- EXERCISE PROMPT -
Could you turn every line of the data below into a numbered list, skipping the blank lines?

- RECORDS -
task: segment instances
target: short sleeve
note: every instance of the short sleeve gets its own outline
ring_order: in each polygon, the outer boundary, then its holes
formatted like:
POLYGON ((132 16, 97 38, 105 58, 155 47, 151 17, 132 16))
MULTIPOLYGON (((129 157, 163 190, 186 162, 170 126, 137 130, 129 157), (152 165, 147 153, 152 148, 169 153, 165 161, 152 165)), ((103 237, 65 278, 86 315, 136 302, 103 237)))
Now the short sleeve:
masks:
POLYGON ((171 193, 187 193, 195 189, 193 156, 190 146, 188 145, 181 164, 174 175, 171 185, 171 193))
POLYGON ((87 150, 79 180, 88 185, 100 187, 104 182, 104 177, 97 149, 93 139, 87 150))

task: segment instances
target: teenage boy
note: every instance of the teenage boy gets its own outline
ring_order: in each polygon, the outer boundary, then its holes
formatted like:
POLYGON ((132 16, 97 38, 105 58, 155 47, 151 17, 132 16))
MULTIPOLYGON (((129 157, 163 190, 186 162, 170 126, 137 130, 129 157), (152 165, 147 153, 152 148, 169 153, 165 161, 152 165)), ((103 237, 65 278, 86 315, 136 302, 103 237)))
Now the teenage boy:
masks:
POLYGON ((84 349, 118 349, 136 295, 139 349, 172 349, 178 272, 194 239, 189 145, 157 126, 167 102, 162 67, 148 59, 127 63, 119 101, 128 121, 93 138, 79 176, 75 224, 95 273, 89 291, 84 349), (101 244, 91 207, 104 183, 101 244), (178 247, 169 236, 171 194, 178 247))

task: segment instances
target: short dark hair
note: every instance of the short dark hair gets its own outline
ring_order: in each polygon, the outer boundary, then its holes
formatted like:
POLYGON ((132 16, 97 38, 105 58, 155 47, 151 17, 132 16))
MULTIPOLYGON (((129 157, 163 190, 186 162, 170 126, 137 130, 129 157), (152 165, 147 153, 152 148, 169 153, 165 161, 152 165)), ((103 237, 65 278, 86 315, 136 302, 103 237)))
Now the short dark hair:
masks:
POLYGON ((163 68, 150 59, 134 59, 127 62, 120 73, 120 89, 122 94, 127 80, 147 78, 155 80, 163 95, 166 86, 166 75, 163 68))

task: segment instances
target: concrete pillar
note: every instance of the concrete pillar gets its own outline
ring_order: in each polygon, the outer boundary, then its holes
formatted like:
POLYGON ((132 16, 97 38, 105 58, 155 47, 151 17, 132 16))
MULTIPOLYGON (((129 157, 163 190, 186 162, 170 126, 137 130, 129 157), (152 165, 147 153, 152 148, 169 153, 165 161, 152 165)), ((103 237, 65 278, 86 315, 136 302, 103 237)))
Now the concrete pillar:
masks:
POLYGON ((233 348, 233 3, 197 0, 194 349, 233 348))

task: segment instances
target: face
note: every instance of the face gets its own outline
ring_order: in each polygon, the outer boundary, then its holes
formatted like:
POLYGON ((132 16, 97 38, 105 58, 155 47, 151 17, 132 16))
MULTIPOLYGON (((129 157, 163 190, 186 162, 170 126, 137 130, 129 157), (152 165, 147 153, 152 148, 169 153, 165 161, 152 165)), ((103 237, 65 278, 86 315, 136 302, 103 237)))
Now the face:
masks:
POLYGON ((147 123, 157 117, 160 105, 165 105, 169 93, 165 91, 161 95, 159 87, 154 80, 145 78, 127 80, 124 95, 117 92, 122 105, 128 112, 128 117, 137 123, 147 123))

- CORRECT RESPONSE -
1. task: segment instances
2. target: short sleeve
3. note: every instance of the short sleeve gets its own outline
4. ring_order: in each polygon, the outer boundary, then its holes
5. formatted like:
6. POLYGON ((132 16, 97 38, 105 58, 155 47, 151 17, 132 16))
7. MULTIPOLYGON (((129 157, 163 190, 186 162, 170 126, 137 130, 129 157), (152 165, 147 153, 152 148, 169 153, 165 161, 152 165)), ((103 237, 65 278, 86 315, 136 302, 103 237)))
8. Now the short sleeve:
9. masks:
10. POLYGON ((171 193, 187 193, 195 189, 193 156, 190 146, 188 145, 181 164, 174 175, 171 185, 171 193))
11. POLYGON ((87 150, 79 180, 88 185, 100 187, 104 182, 104 177, 97 149, 93 139, 87 150))
12. task: segment instances
13. target: teenage boy
14. note: every instance of the teenage boy gets its own outline
15. ring_order: in each polygon, the outer boundary, then its holes
16. formatted like:
17. POLYGON ((132 16, 97 38, 105 58, 155 47, 151 17, 132 16))
18. MULTIPOLYGON (((129 157, 163 190, 186 162, 170 126, 137 130, 129 157), (152 165, 147 153, 152 148, 169 153, 165 161, 152 165)), ((103 237, 65 278, 86 315, 136 302, 103 237)))
19. Now the teenage boy:
20. masks:
21. POLYGON ((84 349, 118 349, 136 295, 139 349, 172 349, 178 272, 194 239, 189 145, 157 126, 167 102, 162 67, 148 59, 127 63, 119 101, 128 121, 93 138, 79 176, 75 224, 95 273, 89 291, 84 349), (101 244, 91 207, 104 183, 101 244), (178 247, 169 236, 171 194, 178 247))
22. task: segment instances
23. target: short dark hair
24. note: every instance of the short dark hair gets its own outline
25. ring_order: in each polygon, the outer boundary, then its holes
26. formatted like:
27. POLYGON ((132 16, 97 38, 105 58, 155 47, 151 17, 132 16))
28. MULTIPOLYGON (((129 157, 163 190, 186 162, 170 126, 137 130, 129 157), (152 165, 147 153, 152 148, 169 153, 165 161, 152 165)), ((103 237, 65 278, 86 315, 136 302, 103 237)))
29. Now the short dark hair:
30. masks:
31. POLYGON ((163 68, 150 59, 134 59, 127 62, 120 73, 120 89, 122 94, 127 80, 147 78, 155 80, 163 95, 166 86, 166 75, 163 68))
32. task: segment instances
33. target: concrete pillar
34. note: every instance of the concrete pillar gets its own outline
35. ring_order: in each polygon, the outer boundary, then its holes
36. formatted like:
37. POLYGON ((132 16, 97 38, 105 58, 155 47, 151 17, 132 16))
38. MULTIPOLYGON (((129 157, 163 190, 186 162, 170 126, 137 130, 129 157), (152 165, 147 153, 152 148, 169 153, 165 161, 152 165)), ((103 237, 65 278, 86 315, 136 302, 103 237)))
39. Now the concrete pillar:
40. masks:
41. POLYGON ((233 348, 233 3, 197 0, 194 349, 233 348))
42. task: segment instances
43. target: face
44. note: every instance of the face gets its own outline
45. ring_order: in each polygon, the outer boundary, then its holes
46. formatted like:
47. POLYGON ((132 16, 97 38, 105 58, 155 47, 151 17, 132 16))
48. MULTIPOLYGON (((129 157, 163 190, 186 162, 170 126, 137 130, 129 157), (152 165, 147 153, 152 148, 169 153, 165 161, 152 165)), ((103 237, 65 278, 86 315, 136 302, 103 237)))
49. Now the face:
50. masks:
51. POLYGON ((147 123, 157 117, 160 105, 165 105, 169 93, 165 91, 161 95, 159 87, 154 80, 145 78, 127 80, 124 95, 117 92, 122 105, 128 112, 128 117, 137 123, 147 123))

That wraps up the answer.